- What the task requires -
Using the forum thread about crate training below, explain why emmark wants Megan to come to like the crate.

# WOW just had a nightmare hour after trying her in the crate again !



## emmark (Sep 27, 2009)

Hello again im back on fast.

just trying to get megan used to the crate so put her in for ten minutes let her out after the jumping and screaming had stopped when she came out she was moaning all the time and going everywhere in the living room she is not allowed behind tv trying to get up on sofa jumping at the door which led to me telling her no everytime as i dont want her thinking she rules the roost.
stopping her doing what she wanted made her crying worse.
i then took her in the garden for a play and now shes asleep again but that was a bad hour.

Bottom line she really hates the crate and we are doing everything feeding in there treats in there toys in there the bed is nice enough for me to sleep in i dont know what to do with her now. i go back to work in a weeks time and need to put her in it for 3 hours in the morning so want her to like it any help welcome. is this normal forthem to be like this we want so much for her to settle into our family but at the minute just feel like shes not liking us :'(


----------



## Islander (May 2, 2009)

Our Ziva is now 13 weeks old and doing much better about her crate..

She is fine at night time.. walks right in and goes to sleep, we give her her food in there to continue to ensure her it's a good place. During the day it has taken some time and patience on both our parts.. when i would try to put her in there for short periods in the day time she would have a major melt down hissy fit.. just howling and arrooo rooo roooing.. and flinging herself around and slapping the crate with her paws.

- Data excerpt -

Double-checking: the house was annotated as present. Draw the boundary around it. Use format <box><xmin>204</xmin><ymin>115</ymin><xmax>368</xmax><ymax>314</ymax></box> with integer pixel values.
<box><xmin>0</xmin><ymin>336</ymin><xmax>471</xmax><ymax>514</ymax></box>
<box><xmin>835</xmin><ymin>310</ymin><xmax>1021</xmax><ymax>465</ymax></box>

- Exercise result -
emmark returns to work in a week and will then need to keep Megan in the crate for three hours each morning. emmark wants her to like it before that starts.